## [TASK]
The expected output is every entry below, exact in every character.

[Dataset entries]
++++++++++
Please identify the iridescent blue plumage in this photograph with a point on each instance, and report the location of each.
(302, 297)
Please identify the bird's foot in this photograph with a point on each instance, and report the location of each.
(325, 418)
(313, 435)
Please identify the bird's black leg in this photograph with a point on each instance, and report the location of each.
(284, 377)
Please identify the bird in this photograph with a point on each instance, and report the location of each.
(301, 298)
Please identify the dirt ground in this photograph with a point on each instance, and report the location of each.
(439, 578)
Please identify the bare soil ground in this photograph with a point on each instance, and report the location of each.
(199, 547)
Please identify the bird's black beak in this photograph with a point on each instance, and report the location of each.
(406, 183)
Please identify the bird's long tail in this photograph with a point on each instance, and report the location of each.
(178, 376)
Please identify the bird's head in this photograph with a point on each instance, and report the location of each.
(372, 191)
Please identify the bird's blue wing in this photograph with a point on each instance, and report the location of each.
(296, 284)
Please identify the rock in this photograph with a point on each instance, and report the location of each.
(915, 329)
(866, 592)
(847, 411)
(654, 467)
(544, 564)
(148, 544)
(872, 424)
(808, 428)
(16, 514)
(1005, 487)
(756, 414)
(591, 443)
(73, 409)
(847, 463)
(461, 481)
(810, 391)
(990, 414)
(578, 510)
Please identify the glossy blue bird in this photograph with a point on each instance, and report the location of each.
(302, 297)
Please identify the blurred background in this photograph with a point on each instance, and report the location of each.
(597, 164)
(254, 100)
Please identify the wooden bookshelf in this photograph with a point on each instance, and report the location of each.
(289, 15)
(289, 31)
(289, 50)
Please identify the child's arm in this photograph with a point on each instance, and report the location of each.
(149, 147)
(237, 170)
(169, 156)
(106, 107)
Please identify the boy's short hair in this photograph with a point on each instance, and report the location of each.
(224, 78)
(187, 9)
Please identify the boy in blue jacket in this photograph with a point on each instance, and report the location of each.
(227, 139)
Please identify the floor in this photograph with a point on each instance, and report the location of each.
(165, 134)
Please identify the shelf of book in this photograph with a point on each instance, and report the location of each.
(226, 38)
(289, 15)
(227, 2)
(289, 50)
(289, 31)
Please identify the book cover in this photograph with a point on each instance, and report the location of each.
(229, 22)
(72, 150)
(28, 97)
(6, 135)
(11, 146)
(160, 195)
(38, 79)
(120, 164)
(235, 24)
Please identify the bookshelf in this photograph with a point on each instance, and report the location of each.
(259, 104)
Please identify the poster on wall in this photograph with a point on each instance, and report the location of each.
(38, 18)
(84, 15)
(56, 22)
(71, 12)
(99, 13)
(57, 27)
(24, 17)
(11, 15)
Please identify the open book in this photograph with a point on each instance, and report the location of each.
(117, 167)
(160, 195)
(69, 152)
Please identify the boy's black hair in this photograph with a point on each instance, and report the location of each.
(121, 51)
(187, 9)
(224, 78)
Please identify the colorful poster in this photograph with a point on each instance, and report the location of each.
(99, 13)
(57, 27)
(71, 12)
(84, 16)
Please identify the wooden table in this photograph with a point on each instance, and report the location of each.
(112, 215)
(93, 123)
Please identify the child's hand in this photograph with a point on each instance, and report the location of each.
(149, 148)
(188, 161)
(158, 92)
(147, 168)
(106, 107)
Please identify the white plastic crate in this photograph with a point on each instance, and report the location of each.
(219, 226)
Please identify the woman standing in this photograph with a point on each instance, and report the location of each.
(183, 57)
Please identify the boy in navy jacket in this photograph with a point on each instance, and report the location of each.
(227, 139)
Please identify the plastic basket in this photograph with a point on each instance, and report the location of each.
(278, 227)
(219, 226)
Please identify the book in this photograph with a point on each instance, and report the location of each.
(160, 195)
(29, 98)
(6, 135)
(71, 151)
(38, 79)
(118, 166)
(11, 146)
++++++++++
## [YOUR RESPONSE]
Please identify the iridescent blue plumage in this photograph with a point on each instance, and report the location of each.
(302, 297)
Please identify the bird's foot in this photograph with a point on each instance, and report the location of each.
(325, 418)
(313, 435)
Please identify the bird's black leg in this photograph with a point on each instance, and report the location of each.
(284, 377)
Please identify the bird in this photograph with a point on each instance, and report the location of each.
(301, 298)
Please identify the dirt ground in this photograph with a point on each instance, and report the location of each.
(439, 578)
Please identify the bare soil ground in this photograph with a point on each instance, and report the location of each.
(199, 547)
Please identify the bird's black beak in this photograph with a point on each instance, and report the location of each.
(406, 183)
Please identify the bird's long tail in this photograph with a point on each instance, and report the location of each.
(178, 376)
Please identify the bird's head in this photograph with a point on each instance, and report the location of each.
(372, 191)
Please identify the bird's blue wing in this photograph with a point on each instance, and report the location of each.
(296, 284)
Please identify the rock in this photograph with a point on each instance, and report the location of each.
(915, 329)
(866, 592)
(847, 411)
(654, 467)
(544, 564)
(148, 544)
(872, 424)
(808, 428)
(16, 514)
(1005, 487)
(756, 414)
(591, 443)
(73, 409)
(847, 463)
(461, 481)
(810, 391)
(990, 414)
(578, 510)
Please identify the glossy blue bird in this photograph with a point on each instance, and report the location of each.
(302, 297)
Please identify the blurred background in this photograph with a point on each instance, and report the location of each.
(597, 164)
(254, 100)
Please identify the wooden bookshelf in this photograph with a point on each instance, and report the location of each.
(289, 15)
(289, 31)
(289, 50)
Please identify the child's arm in this photograph with a point on each instance, and report the location of each.
(149, 147)
(237, 170)
(169, 156)
(106, 107)
Please identify the boy's short hair in this photograph with a point on each instance, and report the location of each.
(224, 78)
(187, 9)
Please identify the boy in blue jacket in this photograph with a point on each instance, and report the location of each.
(227, 139)
Please identify the floor in this photograph with a point on each instance, and report the location of each.
(165, 134)
Please identify the shelf of book in this photograph with a point on each instance, and report the location of each.
(226, 38)
(289, 15)
(227, 2)
(289, 50)
(289, 31)
Please identify the book cover in this photograph with a point on each instance, and report the location of each.
(229, 22)
(72, 150)
(28, 97)
(6, 135)
(11, 146)
(160, 195)
(38, 79)
(120, 164)
(235, 24)
Please identify the bookshelf in this photograph with a point on each instance, and report the location of each.
(259, 104)
Please identify the poster on wall in this photograph with a point on each instance, and report the location of each.
(38, 18)
(84, 15)
(56, 22)
(71, 12)
(99, 13)
(57, 27)
(24, 17)
(11, 15)
Please identify the open book in this photograph with a point on each instance, and report the location of each.
(117, 167)
(160, 195)
(69, 152)
Please identify the boy's black hair in this photograph with a point on each instance, and report the location of each.
(121, 51)
(187, 9)
(224, 78)
Please identify the colorful poster in this photograph with a point on each instance, and report the location of each.
(99, 13)
(57, 27)
(71, 12)
(84, 16)
Please identify the wooden table in this photograph with a point on each instance, and report the location of each.
(112, 215)
(93, 123)
Please identify the child's hand in this photograph with a point on each instance, and report the location of each.
(149, 148)
(188, 161)
(158, 92)
(147, 168)
(106, 107)
Please identify the white plastic crate in this photograph with a point on each instance, and report the location of each.
(219, 226)
Please identify the woman standing in this photograph with a point on each instance, and report the location of each.
(183, 57)
Please identify the boy in navy jacket in this photograph with a point on each instance, and report the location of each.
(227, 139)
Please identify the plastic basket in this photograph with a point on each instance, and report the location of each.
(278, 227)
(219, 226)
Please identify the book in this photograph with a point on each instance, and report the location of each.
(160, 195)
(29, 98)
(6, 135)
(71, 151)
(38, 79)
(118, 166)
(11, 146)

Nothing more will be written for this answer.